> **SUPPLIED RECORDS**:

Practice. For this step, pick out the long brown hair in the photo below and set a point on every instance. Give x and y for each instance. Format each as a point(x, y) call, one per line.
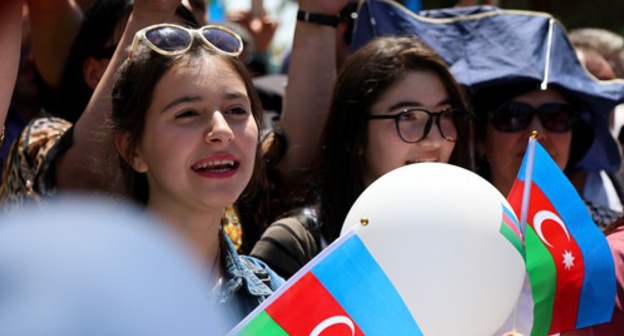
point(132, 96)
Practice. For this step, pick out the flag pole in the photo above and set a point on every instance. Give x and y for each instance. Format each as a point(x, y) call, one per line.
point(524, 211)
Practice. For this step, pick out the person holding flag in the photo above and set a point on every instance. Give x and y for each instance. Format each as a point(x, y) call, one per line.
point(522, 74)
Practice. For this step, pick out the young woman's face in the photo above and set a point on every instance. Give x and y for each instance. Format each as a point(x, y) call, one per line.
point(385, 150)
point(200, 139)
point(505, 150)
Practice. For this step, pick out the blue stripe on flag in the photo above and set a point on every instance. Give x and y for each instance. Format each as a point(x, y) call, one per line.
point(598, 292)
point(511, 215)
point(364, 291)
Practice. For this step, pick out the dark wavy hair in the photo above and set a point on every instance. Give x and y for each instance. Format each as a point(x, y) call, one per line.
point(365, 76)
point(132, 96)
point(487, 99)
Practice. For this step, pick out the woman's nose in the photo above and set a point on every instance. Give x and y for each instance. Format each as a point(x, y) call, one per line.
point(219, 130)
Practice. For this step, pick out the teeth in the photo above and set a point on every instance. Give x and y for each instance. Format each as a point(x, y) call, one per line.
point(422, 160)
point(217, 163)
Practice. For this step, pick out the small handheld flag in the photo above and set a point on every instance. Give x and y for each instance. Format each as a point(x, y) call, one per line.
point(342, 291)
point(569, 263)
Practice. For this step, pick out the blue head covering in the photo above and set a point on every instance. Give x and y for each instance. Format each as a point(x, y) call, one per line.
point(487, 47)
point(90, 267)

> **TASK STATEMENT**: Repeat every record above exactly. Omit the pictures.

> **ANSWER TO THIS TASK**:
Practice. For this step, pick out the long brown hair in the photo below and set a point on every instance. Give x and y for each instance. Format each as a point(x, y) call, one per line.
point(132, 96)
Practice. For this step, pick out the flag pole in the photo above and set a point on every instance. Give x and y for each instance. Format each as a point(x, y) call, one per line.
point(524, 211)
Practice. For this step, pick out the person holding flag in the photo above and set a point on every instance. Give x and y for each instance. Format each as a point(x, y) call, one per line.
point(522, 74)
Practice. For this step, pick out the young woman's face in the photo above and set a point on every instance. Give x and y for each instance. Format each as a point(x, y) call, one per line.
point(385, 150)
point(200, 139)
point(505, 150)
Practice. For this step, pick out the blue stripe on flag in the photo above and set a point on every instance. Give x and y for each instance. Format each as a point(x, y) call, one per line.
point(598, 292)
point(511, 215)
point(364, 291)
Practice. For this step, pick out the dark wavy hair in the photo above and set a point on every instance. Give x and y for each instance. Format each as a point(x, y) call, one per line.
point(365, 76)
point(132, 96)
point(487, 99)
Practice. For this step, pick out the woman's nose in the photo above and set a point on every instance. Give x and y for each instance. Format each as a point(x, y) call, one per line.
point(219, 130)
Practice. For this step, pick out the teeth in the photo above and set a point on every instance. Give x and y for each instance. Format each as a point(x, y) call, one per line.
point(422, 160)
point(217, 163)
Practice. For this step, pick out the small handheld flag in the photo above and set a point on every instance. Give x and y for each instance. Format each as a point(x, y) call, one per line.
point(342, 291)
point(569, 263)
Practice. For this step, pick out the blue head covering in the photo above and set a point on every instance. Give x and y for each instance. Format each as a point(x, y) call, one per line.
point(487, 47)
point(90, 267)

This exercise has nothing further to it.